Copy the material below word for word, keeping every line in its original order.

----------

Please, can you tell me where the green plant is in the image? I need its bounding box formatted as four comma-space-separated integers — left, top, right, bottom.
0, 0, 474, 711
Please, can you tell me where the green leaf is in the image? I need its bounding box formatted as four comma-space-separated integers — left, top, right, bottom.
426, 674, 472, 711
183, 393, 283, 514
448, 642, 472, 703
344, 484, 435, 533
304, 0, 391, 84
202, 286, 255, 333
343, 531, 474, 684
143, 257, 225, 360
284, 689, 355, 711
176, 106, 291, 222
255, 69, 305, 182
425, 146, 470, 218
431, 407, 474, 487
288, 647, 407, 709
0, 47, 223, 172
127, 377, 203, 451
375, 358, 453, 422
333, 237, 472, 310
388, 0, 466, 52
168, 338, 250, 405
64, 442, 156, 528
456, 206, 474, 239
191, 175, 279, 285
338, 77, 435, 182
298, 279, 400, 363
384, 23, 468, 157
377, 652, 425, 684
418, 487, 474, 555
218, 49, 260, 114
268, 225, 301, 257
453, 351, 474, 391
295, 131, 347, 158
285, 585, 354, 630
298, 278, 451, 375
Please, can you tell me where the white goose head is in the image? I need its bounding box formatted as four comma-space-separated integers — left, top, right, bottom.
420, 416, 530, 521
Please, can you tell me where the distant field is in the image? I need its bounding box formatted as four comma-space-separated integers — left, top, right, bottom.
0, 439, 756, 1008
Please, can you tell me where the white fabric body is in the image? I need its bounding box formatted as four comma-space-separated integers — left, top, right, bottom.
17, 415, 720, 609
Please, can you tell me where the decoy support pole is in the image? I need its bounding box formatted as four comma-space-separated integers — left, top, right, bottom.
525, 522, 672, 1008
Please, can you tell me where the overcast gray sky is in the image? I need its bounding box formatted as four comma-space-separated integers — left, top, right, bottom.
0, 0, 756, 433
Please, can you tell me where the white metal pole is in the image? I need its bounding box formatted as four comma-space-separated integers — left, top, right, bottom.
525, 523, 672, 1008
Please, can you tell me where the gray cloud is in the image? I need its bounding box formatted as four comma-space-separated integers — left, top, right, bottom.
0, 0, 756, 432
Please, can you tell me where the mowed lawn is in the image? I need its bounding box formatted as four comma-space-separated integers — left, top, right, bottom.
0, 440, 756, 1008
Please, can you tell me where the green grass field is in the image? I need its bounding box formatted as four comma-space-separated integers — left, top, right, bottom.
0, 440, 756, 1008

----------

Correct answer:
Please, can you tell me where the green plant is in the image? I need its bounding box formatted as four comma-space-separated integers — left, top, right, bottom.
0, 0, 474, 711
Please, can you tell me where the green leaf is in the image? I need its bounding box formatted as four comma-space-separated integers — left, top, right, bottom.
426, 674, 472, 711
183, 393, 283, 514
448, 642, 472, 703
344, 484, 435, 533
304, 0, 391, 84
202, 286, 255, 333
343, 531, 474, 684
143, 257, 225, 360
284, 689, 355, 711
176, 106, 291, 222
255, 69, 305, 182
425, 146, 470, 218
431, 407, 474, 487
288, 647, 407, 709
0, 47, 223, 172
127, 377, 203, 451
375, 358, 453, 422
333, 237, 472, 310
388, 0, 466, 52
168, 338, 250, 405
64, 442, 156, 528
456, 206, 474, 239
191, 175, 279, 285
338, 77, 435, 182
298, 279, 400, 363
384, 23, 468, 157
377, 652, 425, 684
418, 487, 474, 555
218, 49, 260, 114
268, 225, 301, 257
453, 351, 474, 391
295, 131, 347, 158
285, 585, 354, 630
298, 278, 451, 375
Please, can you tell me where the white goose head is in the image? I need its bounding box formatted as four comma-space-separated integers — left, top, right, bottom.
420, 416, 530, 521
Please, can you tell me where the distant field is in the image? I need its bounding box formatted as four comma-space-separated integers — left, top, right, bottom.
0, 439, 756, 1008
Please, can you tell me where the white fabric body is in the image? I need its bounding box formatted as four comma-space-separated integers — left, top, right, bottom.
17, 415, 720, 609
Please, can you tell me where the decoy support pole is in the image? I need its bounding box formatted as four comma-space-separated integers — left, top, right, bottom.
525, 522, 672, 1008
Please, can you tell me where the overcast gray sky is in the image? I need its bounding box formatted as four comma-space-separated integers — left, top, right, bottom.
0, 0, 756, 433
Please, can you tell me where the white metal pole is in the image? I need its bounding box formatted as four comma-space-separated integers — left, top, right, bottom.
525, 523, 672, 1008
Please, can you tell me where the gray cloud is in the image? I need its bounding box formatted as four comma-space-separated integers — left, top, right, bottom.
0, 0, 756, 432
Please, can you tell me where the mowed lawn is in the image? I need its bounding box formatted as four comma-space-separated integers — left, top, right, bottom.
0, 440, 756, 1008
Please, can you tell me where the green grass field is in the image? I need its bounding box formatted as four comma-space-separated integers — left, top, right, bottom.
0, 440, 756, 1008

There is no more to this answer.